Records

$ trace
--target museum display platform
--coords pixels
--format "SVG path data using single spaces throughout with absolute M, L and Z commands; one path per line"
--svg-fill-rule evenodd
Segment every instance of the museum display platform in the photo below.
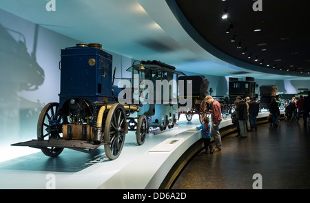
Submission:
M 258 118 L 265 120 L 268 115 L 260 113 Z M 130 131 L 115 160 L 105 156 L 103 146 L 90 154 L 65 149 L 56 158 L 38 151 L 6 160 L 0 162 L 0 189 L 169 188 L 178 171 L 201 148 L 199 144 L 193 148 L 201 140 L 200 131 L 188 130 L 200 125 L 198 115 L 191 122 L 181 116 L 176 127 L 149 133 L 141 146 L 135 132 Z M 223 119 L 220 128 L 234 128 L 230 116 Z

Direction
Retype the whole listing exactly and leave the pictures out.

Response to the exercise
$ trace
--target museum display platform
--coords pixels
--format "SVG path data using single spaces throughout with absolute M, L and Z commands; one path per line"
--svg-fill-rule evenodd
Segment every instance of the museum display platform in the photo below.
Submission:
M 258 118 L 265 120 L 268 115 L 260 113 Z M 130 131 L 115 160 L 105 156 L 103 146 L 90 154 L 65 149 L 56 158 L 38 151 L 6 160 L 0 162 L 0 189 L 169 188 L 178 171 L 201 148 L 199 144 L 193 148 L 201 140 L 200 131 L 188 130 L 200 125 L 198 115 L 191 122 L 181 116 L 176 127 L 149 133 L 141 146 L 135 132 Z M 223 119 L 220 128 L 234 128 L 230 116 Z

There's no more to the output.